### What you have to do
Transcribe, word for word, all of the entries below, and exclude any pictures from the copy.

Referring expression pointing data:
= Beginning of Section =
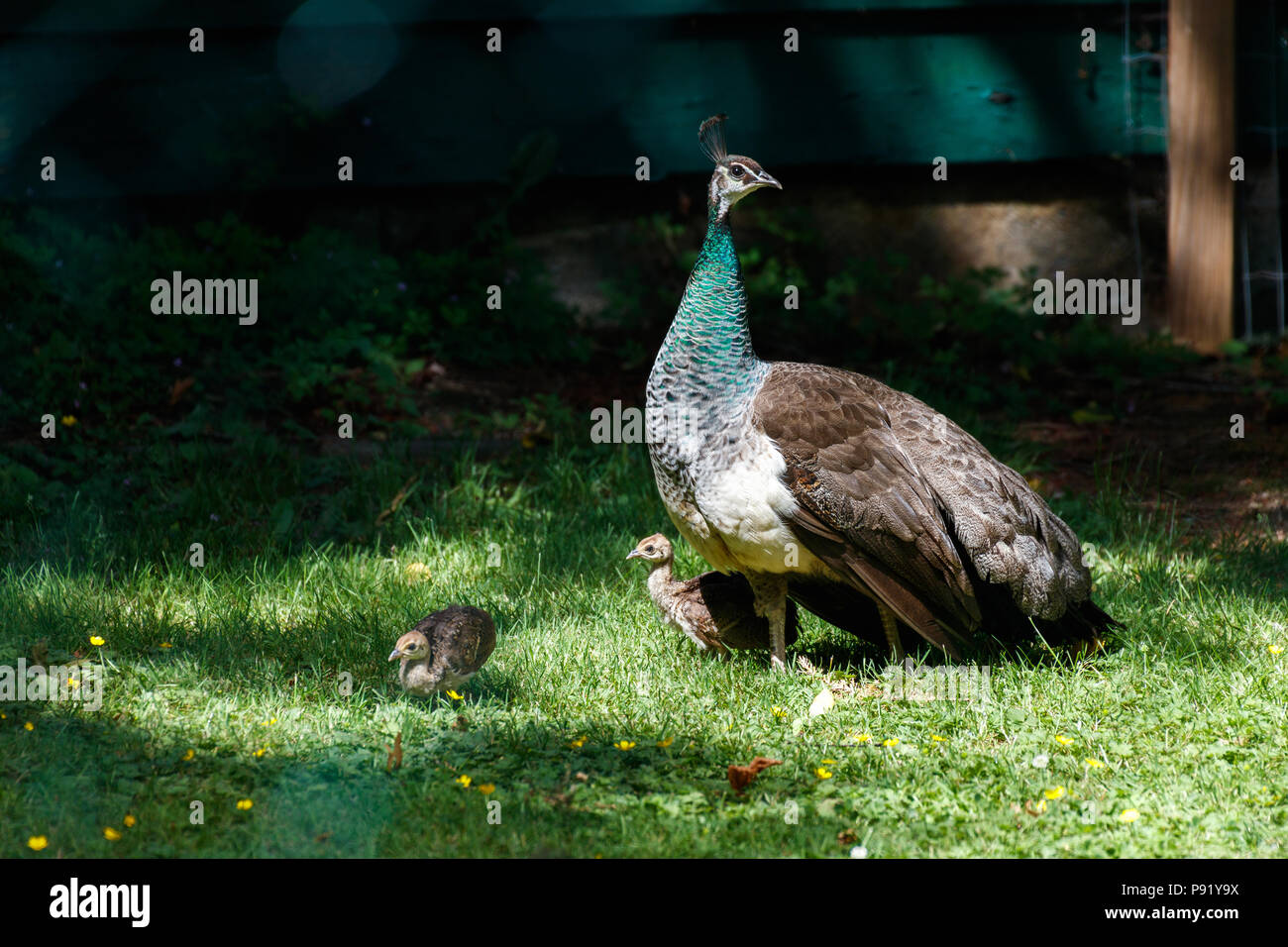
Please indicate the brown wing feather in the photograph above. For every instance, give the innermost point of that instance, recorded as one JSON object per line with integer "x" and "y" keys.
{"x": 863, "y": 506}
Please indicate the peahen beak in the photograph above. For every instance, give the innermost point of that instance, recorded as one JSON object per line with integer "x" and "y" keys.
{"x": 767, "y": 179}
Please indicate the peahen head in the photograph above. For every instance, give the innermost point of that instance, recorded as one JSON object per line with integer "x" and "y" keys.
{"x": 735, "y": 175}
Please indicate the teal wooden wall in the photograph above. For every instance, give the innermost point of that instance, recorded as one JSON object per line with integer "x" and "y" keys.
{"x": 407, "y": 88}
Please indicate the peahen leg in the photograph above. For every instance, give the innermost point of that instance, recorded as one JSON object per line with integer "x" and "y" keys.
{"x": 892, "y": 630}
{"x": 771, "y": 594}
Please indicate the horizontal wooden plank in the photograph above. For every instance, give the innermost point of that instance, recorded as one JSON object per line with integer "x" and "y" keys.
{"x": 263, "y": 108}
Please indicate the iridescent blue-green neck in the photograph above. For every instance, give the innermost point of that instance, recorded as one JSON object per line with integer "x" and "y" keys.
{"x": 709, "y": 342}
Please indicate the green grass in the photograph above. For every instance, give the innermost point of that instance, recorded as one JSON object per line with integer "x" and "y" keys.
{"x": 1184, "y": 710}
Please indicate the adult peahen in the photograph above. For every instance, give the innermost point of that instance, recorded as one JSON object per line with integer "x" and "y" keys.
{"x": 829, "y": 487}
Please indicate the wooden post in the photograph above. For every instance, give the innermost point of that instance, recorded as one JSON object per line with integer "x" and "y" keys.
{"x": 1201, "y": 195}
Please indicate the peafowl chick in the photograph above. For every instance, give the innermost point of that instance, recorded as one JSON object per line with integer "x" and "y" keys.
{"x": 445, "y": 650}
{"x": 713, "y": 609}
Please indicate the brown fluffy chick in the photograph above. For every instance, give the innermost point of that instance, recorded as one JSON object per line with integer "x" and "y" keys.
{"x": 445, "y": 650}
{"x": 713, "y": 609}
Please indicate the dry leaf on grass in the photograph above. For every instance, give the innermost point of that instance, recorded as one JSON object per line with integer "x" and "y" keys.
{"x": 823, "y": 702}
{"x": 741, "y": 777}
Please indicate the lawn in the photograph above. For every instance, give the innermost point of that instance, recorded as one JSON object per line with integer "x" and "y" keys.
{"x": 249, "y": 707}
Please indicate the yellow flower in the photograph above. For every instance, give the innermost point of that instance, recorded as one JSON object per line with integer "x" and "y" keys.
{"x": 417, "y": 571}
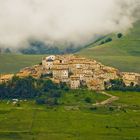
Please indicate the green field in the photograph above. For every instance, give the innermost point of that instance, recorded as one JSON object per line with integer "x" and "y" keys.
{"x": 123, "y": 53}
{"x": 35, "y": 122}
{"x": 12, "y": 63}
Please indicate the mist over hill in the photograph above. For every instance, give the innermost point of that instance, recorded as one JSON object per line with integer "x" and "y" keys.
{"x": 62, "y": 23}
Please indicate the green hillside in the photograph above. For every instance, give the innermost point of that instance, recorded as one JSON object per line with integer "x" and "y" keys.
{"x": 121, "y": 53}
{"x": 10, "y": 63}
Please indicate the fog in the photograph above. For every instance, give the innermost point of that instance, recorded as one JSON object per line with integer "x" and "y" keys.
{"x": 74, "y": 21}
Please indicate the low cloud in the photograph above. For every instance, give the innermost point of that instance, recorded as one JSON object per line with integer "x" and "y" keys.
{"x": 74, "y": 21}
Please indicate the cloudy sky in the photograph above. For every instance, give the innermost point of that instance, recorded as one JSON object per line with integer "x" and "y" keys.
{"x": 74, "y": 21}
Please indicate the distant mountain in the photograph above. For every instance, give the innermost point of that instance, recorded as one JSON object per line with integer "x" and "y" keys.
{"x": 38, "y": 47}
{"x": 122, "y": 52}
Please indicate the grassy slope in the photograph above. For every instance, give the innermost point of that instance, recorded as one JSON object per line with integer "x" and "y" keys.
{"x": 34, "y": 122}
{"x": 121, "y": 53}
{"x": 13, "y": 63}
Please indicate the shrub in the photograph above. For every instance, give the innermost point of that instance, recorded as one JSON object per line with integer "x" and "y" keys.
{"x": 88, "y": 100}
{"x": 119, "y": 35}
{"x": 108, "y": 40}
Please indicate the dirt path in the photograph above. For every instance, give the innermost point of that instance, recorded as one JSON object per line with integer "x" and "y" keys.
{"x": 108, "y": 101}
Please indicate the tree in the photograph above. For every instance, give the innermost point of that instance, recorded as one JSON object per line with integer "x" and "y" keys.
{"x": 119, "y": 35}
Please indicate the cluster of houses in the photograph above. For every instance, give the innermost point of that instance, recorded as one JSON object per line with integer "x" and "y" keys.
{"x": 77, "y": 72}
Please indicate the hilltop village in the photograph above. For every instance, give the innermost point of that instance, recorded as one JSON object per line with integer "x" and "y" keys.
{"x": 76, "y": 72}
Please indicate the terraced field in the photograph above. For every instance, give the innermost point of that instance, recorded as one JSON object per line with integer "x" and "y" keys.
{"x": 118, "y": 121}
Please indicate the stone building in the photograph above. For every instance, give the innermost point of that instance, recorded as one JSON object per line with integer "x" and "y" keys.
{"x": 74, "y": 82}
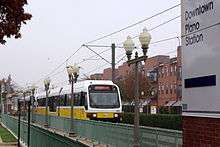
= End of Section =
### Solution for this exercise
Please indicate the brown wing feather in the photograph above. For every instance, give the innermost point of that instance, recorded as one JSON object per line with integer "x" and "y" keys.
{"x": 863, "y": 506}
Please indicate the peahen beak in the photograph above. For every instance, give the innermost point of that instance, recorded as one JSON object per line with integer "x" and "y" keys.
{"x": 767, "y": 179}
Please indicate the peahen head in the photograph above. For every instance, give the innermost point of that instance, recorded as one JSON object per line with integer "x" and "y" keys.
{"x": 735, "y": 175}
Please indicate the teal wooden wall in the photograph above. For every instance, give the innermost point of that instance, recorded as one JSON object per line with integer "x" and "y" keys.
{"x": 407, "y": 88}
Please indicate the peahen leg in the photograph above. For every instance, give the innermost point of that instance, recorded as one JSON object per line with integer "x" and "y" keys.
{"x": 892, "y": 630}
{"x": 771, "y": 594}
Please indicate the horizontal wooden plank in the photograph above. For every instance, give the innermost point of that instance, recorded as one JSON object per line with integer "x" and "y" keys.
{"x": 263, "y": 108}
Please indicate the iridescent blue-green neck in the photograph above. For every instance, give the innermost point of that instance, recorded as one JSON object per line with integer "x" and "y" keys.
{"x": 709, "y": 342}
Please indicate the green grass in the photograph above. For every instance, give the innermost point of that instance, recorded as one JSON object per line with integer "x" and "y" keys.
{"x": 1184, "y": 710}
Please indicate the adult peahen in the photograph above. For every instance, give the innermost point of that instance, recorded as one JSON object per line with integer "x" and "y" keys.
{"x": 829, "y": 487}
Please indicate the wooden post in the photograph above. For every instance, give the innermost point of that instance, recorded as one JSON object per line with integer "x" and "y" keys.
{"x": 1201, "y": 195}
Please indicate the peafowl chick in the photograph above. For every instance, give the innermost point of that instance, recorded as one JSON object per line with integer "x" and "y" keys.
{"x": 445, "y": 650}
{"x": 713, "y": 609}
Please indicate the brown fluffy chick in the photograph above. For every instance, give the innermost point of that instance, recorded as one JSON object per line with integer "x" and "y" keys.
{"x": 445, "y": 650}
{"x": 713, "y": 609}
Please indicate the dry leaf on grass in the photograph above. For every instance, give the innermost point of that instance, recorded as one JSON object per line with integer "x" and "y" keys.
{"x": 823, "y": 702}
{"x": 741, "y": 777}
Please indicate the lawn in the photograph above. For every instance, give the innermost point of that instance, recorded as one JSON object per line with integer "x" and "y" keys.
{"x": 249, "y": 707}
Please indicate the yellow flower in the photograph above. For every instance, give the innermost point of that instance, recorded as one JSON object per line with integer "x" and "y" keys.
{"x": 417, "y": 571}
Please indicate the green field in the photograph above. For every instance, give the innermost point of that instance, recorded as one JSON object per line with integer "x" and "y" keys.
{"x": 123, "y": 53}
{"x": 35, "y": 122}
{"x": 12, "y": 63}
Please indicate the mist over hill in the photograph above. For every instance, give the innermost point of that instance, recorded as one JSON object per line with integer "x" and "y" keys.
{"x": 62, "y": 23}
Please indicate the green hillside in the photograph above. For every instance, give the innermost point of that instance, recorded as one JSON object per line with integer "x" and "y" keys.
{"x": 121, "y": 53}
{"x": 10, "y": 63}
Please indicate the fog in the photograph above. For every instance, give the innermost point of that instance, recorded as one JSON object per line with integer "x" and "y" keys.
{"x": 74, "y": 21}
Please indicate the low cloud in the photograph above. For every instance, give the innermost point of that instance, recorded as one JSON object per line with integer "x" and "y" keys.
{"x": 74, "y": 21}
Please indicate the cloudy sky in the photograph above. For every instance, give the innermost point of that instance, recorded as one JSON object per line with integer "x" and "y" keys.
{"x": 74, "y": 21}
Please indicate the distant mountain in the photograph above. For every instance, give the innermost point of that instance, recorded as one JSON object per line with integer "x" and "y" keys.
{"x": 38, "y": 47}
{"x": 122, "y": 52}
Please indicate the grassy slope in the photograph above. For every instance, give the innermost point of that instance, recorded as one JSON object per line with integer "x" and "y" keys.
{"x": 34, "y": 122}
{"x": 121, "y": 53}
{"x": 13, "y": 63}
Please indicate the shrub in the photograph above. For every instance, give the innermost point of that instance, recorded as one JSON object per line with integer "x" and "y" keys.
{"x": 88, "y": 100}
{"x": 119, "y": 35}
{"x": 108, "y": 40}
Please indicate the dirt path in the photograph above. For every instance, give the innermost point of that instance, recorded as one JSON object per line with integer "x" and "y" keys.
{"x": 108, "y": 101}
Please indicate the tree in the photograph above. For every instance, give the innermost point of that instance, recorded as one JSON object per line with integer "x" and "y" keys.
{"x": 119, "y": 35}
Please indicate the cluster of houses in the photograph above. For every instance, give the innermost point of that instance, recorded as one JSON object per line with integer "x" and "y" keys.
{"x": 77, "y": 72}
Please indicate the hilltop village in the photograph above. For every instance, give the innermost point of that instance, recorded as one JSON object per line with integer "x" and "y" keys.
{"x": 76, "y": 72}
Please indicate the terraced field in the photograph above. For every instance, give the innermost point of that instance, recorded as one JSON object per line with integer "x" and "y" keys.
{"x": 118, "y": 121}
Please indicate the stone building in the photograph above. For every instance, give the innermost point of that instance, recorded as one JSON object per line with integer "x" and "y" keys.
{"x": 74, "y": 82}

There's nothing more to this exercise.